[Excerpts from a detection dataset]
==============================

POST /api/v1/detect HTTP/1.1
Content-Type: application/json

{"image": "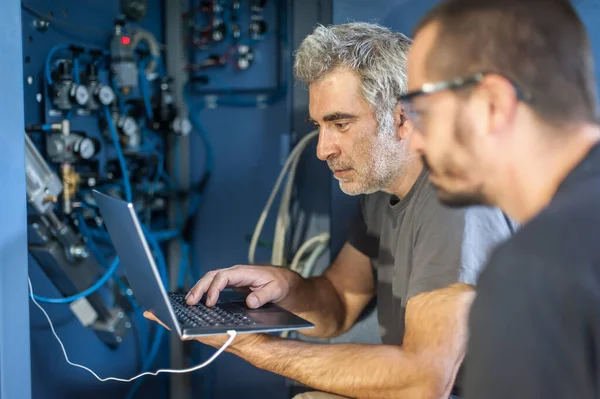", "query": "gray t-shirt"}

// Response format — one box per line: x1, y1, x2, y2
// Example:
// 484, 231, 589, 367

==============================

* Short exercise *
Return each row above that contains the string "line", treating uppercase and lowercase letters as distinct.

* Worked solution *
// Response format — one box per line: x1, y1, x2, y2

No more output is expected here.